## Challenges
A. According to the passage on online academic staff development, programs in which two countries does the study review?
B. From the passage on online academic staff development, list every feature that a typical online learning environment would integrate.
C. Carry on the passage on online academic staff development from the point where it stops.

## Source passage
----

This paper reports on a study of how academic development units facilitate the online learning of their academic staff. Flexible learning opportunities for the professional development of academic staff have become possible because of changes in the workplace, higher education and technology. These online learning environments are designed to enable university teachers to reflect on their teaching practice. They aim to clarify academic staff's understanding of effective teaching and learning in their particular context and share these insights and experience with colleagues within and across disciplines.As new technologies become more widely used in academic staff development there is a need to identify and explore ways in which the interaction by academic staff can be made more effective. This study reviews a number of online learning programs within Australia and in the UK to determine whether these practices meet the varied aims of academic staff development. The paper considers which contexts demonstrated the World Wide Web as a useful means of professional development and the quality of the participants' learning in those contexts.
Online learning refers to teaching and learning mediated by a computer connected to a network as distinct to a personal computer. It typically involves the range of applications available on the Internet, which can be summarised as email, the World-Wide Web and computer file transfers. A typical learning environment would integrate these applications to provide email to participants, a discussion forum that stores threaded discussions, interactive time-tables, links to alternative web sites, content pages that can contain a variety of media including video and sound, and assessment through multiple-choice questionnaires.
The difficulty in judging the usefulness of these learning environments is that they are not a single entity and are therefore open to multiple interpretations. Educational technologists rightly demonstrate the exciting potential for these technologies and the range of possibilities they represent for teaching and learning. Academic staff developers are often more cautious given the collaborative focus of their practice. Meanwhile, university management appears seduced by the technology with its novelty occupying the foreground of their attention despite the lack of evidence that technology impacts on student learning in any significant way. How online learning manifests itself in academic staff development will depend on all these interactions and connections. While it would be impossible to get agreement between technologists, staff developers and managers on what this network of associations represents, it is possible to determine what practices are embodied in their designs for online staff development.
Through this process the current pattern of use of online technology in academic staff development emerged and the interplay of three important factors identified. Firstly, each ADU operates within a specific institutional context that influences its orientation towards academic staff development. Secondly not all interactions are considered appropriate for online technology and finally, online materials development requires a commitment to collaborative work practices.
The first two factors are key to the construction of meaning embedded within online materials, while the third determines the limits of any online development project. By exploring the intersection between the orientation to academic development, technology and technology development, it was possible to develop a framework for looking at online technology in context and identify the characteristics that would support further developments within each context. Having created a series of possible alternatives for professional development with online technologies, it is possible to set future research agendas in the area of academic staff development.

----

## Raw data
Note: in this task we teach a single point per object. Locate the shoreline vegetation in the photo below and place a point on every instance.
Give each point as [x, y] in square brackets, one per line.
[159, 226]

----

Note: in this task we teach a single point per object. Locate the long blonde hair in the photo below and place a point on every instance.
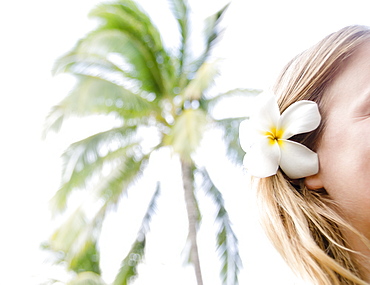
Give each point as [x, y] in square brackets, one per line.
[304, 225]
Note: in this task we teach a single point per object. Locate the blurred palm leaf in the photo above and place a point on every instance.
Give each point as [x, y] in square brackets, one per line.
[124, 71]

----

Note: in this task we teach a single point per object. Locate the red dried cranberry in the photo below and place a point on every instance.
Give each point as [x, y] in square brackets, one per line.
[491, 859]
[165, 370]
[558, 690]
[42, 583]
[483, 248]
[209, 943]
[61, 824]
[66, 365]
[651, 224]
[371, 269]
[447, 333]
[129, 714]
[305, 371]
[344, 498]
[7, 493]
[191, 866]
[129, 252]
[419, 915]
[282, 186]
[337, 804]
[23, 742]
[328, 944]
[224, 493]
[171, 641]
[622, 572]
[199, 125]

----

## Task-by-task outputs
A. Australia and the UK.

B.
- Email to participants
- A discussion forum that stores threaded discussions
- Interactive time-tables
- Links to alternative web sites
- Content pages that can contain a variety of media, including video and sound
- Assessment through multiple-choice questionnaires

C.
Moses (1988) was among the a first to identify that academic staff development can be targeted at three levels of the university; individuals, curriculum development and institutional change. In some universities this results in three separate units while in others it is a single unit with accountability in three areas. Boud (1995) still saw curriculum development as the responsibility of individual academics when he suggested that there is pressure from university managers to take over staff development for their own goals, resulting in two competing conceptions of staff development in higher education. The first conception Boud considers to be a mirror of academic scholarly practice which views staff development as grounded in educational research. The emphasis on being " an academic" is stressed as a way of gaining credibility with academic peers across the university. The second conception stresses staff development as the focus of professional practice in its own right. The aim is to be credible to senior management who have influence on the strategic directions of the university.
Johnston (1997) likewise describes the contemporary ADU as attempting to balance these two orientations. She summarises their influence as a seesawing of strategies that focus either on grassroots, bottom-up or institutional and top-down. The shift Johnston identifies is away from working primarily with individuals to addressing issues at the policy or institutional level. While these tensions are still there to be observed, curriculum development has returned as an important third element in the development of academic staff.
Curriculum development constitutes a focus on courses and the development of learning materials and other curriculum projects. Where curriculum development may not have featured prominently in traditional lecture-based courses, the growing importance of information and communication technology in traditional classrooms has created a contested space around who supports the development and design of the curriculum. The relationship between media development units and teaching or staff development is still in a state of reorganisation, with the trend towards greatest investment in supporting technology-mediated teaching.
Media development brings with it a third orientation to working with academic staff. Developers of online learning environments interviewed described their work as a form of staff development. It can be argued that their practice straddles the two orientations observed by Boud and Johnston. Decisions of pedagogy remain the responsibility of the academic while the university provides the policy framework within which they operate. This frees online developers from making educational decisions so they can focus on producing technically robust, widely applicable learning materials that will be judged by their peers on their "look and feel" rather than their ability to promote student learning.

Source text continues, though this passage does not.